* **EXCERPTED PASSAGE**
════════════════════

For security and performance, Conamex divided the network into four different segments each controlled by ISA 2004 to filter traffic between the segments, the Internet and Exchange Server.
“It was like going from potential disaster to a point where they’re now looking at RFID technology to measure traffic. The resort is able to look at future technologies without having to worry about the current state of the system,” added Vanderveldt.
For Conamex, being recognized by the industry and not just the vendor community is significant, said Vanderveldt.
“We plan on looking at CEA again next year because we’re heavily involved in all the new Microsoft technologies,” she said.
“There is going to be amazing solutions that can be put together by partners and we see ourselves as being very competitive in that environment.”
The solution provider has been part of Microsoft’s technology adoption and beta program since the early part of this year.
Vanderveldt said Conamex has been involved in the Microsoft Vista, Office 2007 and Exchange 2007 with unified messaging beta programs.
“We’ve been getting ramped up in order to address the market as it (the new systems) becomes available.”
Best Channel Marketing Initiative: Softchoice
Softchoice tops in marketing
By Paolo Del Nibletto
Toronto-based Softchoice Corp., one of the nation’s biggest large account resellers, was faced with a customer dilemma.
It needed to provide product overview information, order fulfilment information and SKU numbers on everything it sells. But with the market evolving almost daily, the company had to be an influencer of technology as well.
Communications manager Eric Gardiner and his team wanted to create a marketing solution that provided value to customers.
“We wanted it to be more of a magazine than a catalogue,” he said.
“We wanted it to reflect the approach we were taking with customers. Businesses are looking towards IT departments to deliver measurable value and expectations have changed. So it has changed here at Softchoice.”

════════════════════

[Saved entries]
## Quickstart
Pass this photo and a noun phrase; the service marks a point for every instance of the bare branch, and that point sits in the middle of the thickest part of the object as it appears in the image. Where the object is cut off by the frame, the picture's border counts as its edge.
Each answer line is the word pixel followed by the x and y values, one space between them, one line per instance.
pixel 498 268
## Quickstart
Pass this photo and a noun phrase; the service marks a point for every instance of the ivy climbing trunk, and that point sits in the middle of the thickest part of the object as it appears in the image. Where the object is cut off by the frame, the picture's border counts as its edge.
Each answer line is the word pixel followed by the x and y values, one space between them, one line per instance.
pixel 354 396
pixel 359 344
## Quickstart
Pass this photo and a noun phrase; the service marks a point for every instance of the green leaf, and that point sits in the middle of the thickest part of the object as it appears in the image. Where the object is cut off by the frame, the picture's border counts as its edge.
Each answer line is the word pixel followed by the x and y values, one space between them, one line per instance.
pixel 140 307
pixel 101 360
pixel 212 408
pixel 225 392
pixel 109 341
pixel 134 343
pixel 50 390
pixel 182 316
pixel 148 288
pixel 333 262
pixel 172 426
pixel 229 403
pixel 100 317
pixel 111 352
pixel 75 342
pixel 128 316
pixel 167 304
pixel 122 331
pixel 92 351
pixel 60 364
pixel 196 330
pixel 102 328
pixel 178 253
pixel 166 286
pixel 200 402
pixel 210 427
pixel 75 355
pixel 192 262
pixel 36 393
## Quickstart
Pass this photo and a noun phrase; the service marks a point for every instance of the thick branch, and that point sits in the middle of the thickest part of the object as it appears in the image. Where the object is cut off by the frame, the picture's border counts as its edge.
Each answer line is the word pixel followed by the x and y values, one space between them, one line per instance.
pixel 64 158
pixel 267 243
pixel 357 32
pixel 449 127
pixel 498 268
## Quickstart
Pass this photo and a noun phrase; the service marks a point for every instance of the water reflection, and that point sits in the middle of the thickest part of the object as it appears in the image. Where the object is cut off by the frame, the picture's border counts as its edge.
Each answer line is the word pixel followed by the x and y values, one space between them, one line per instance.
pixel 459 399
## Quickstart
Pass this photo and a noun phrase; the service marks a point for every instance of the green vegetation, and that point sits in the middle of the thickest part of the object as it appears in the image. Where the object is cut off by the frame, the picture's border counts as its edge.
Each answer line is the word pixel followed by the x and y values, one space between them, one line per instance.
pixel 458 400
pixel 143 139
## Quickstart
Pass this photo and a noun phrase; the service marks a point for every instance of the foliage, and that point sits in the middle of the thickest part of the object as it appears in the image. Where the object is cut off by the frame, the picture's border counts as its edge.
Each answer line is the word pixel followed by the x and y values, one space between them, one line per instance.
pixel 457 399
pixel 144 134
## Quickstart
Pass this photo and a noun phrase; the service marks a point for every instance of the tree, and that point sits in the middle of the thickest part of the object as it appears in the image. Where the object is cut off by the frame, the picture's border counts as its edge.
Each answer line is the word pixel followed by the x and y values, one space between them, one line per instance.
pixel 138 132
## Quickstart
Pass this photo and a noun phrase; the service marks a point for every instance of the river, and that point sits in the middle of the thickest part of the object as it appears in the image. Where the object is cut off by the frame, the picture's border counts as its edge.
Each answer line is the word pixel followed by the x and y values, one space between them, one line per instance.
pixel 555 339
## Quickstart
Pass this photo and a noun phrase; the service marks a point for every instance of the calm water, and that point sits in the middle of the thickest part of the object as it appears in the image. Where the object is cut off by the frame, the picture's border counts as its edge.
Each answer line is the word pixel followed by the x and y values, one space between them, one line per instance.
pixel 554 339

════════════════════

* **PROBLEMS TO WORK ON**
[A] List every person named in the Conamex and Softchoice passage.
[B] Pick up the Conamex and Softchoice passage after its final sentence and keep writing.
This data is not needed.

* **ANSWERS BY ITEM**
[A]
Vanderveldt
Paolo Del Nibletto
Eric Gardiner

[B]
With the Softchoice Advisor series of books, customers can find the latest trends, discover stories on strategy in obtaining IT and learn how to get back measurable ROI.
“We built the catalogue around that concept,” Gardiner said, “and about 70 per cent is editorial content and the rest is product placement.”
The majority of the work was done inhouse, he said. Softchoice has employees knowledgable in areas of purchasing security, storage and Microsoft licensing.
When customers began asking the company about issues such as PC lifecycle management, protection against software threats, the cost of IT infrastructure, the team came with more creative ideas for the catalogue.
“It’s more about value-added content than product and price. It’s more of a strategic view and it positions us as a trusted advisor because our people are driving that content,” Gardiner said.
In 2005, Softchoice produced Advisor guides for Microsoft technology, security, storage and hardware. This year Softchoice is working on an advisor guide for Windows Vista.
Some of the topics include understanding the new operating system and its features, and how to make sure the hardware is ready for the new OS.
“A lot of the other stuff has a small lifespan, but this is more of a reference guide. Customers can refer back to it when they are looking at making a hard decision on storage,” he said.
The Softchoice Advisor books go to sales people and to potential customers. It has become the solution providers’ second-best lead generation piece behind the company’s brochure.
But Gardiner cautions that this type of marketing initiative is not easy to do.
First, you have to have the people who have business expertise in storage and security and understand the market. They also must know how to write in a professional way. To do this kind of project in-house you must also have a design team, he said.
“It’s possible, but when you factor in marketing, assembly, and the design work you can see that this cannot be done by all. And, it can’t be outsourced either because there are too many components. It is very niche,” he said.
Sona Computer Group of Ottawa and Compugen of Richmond Hill, Ont., tied for the silver award in this category.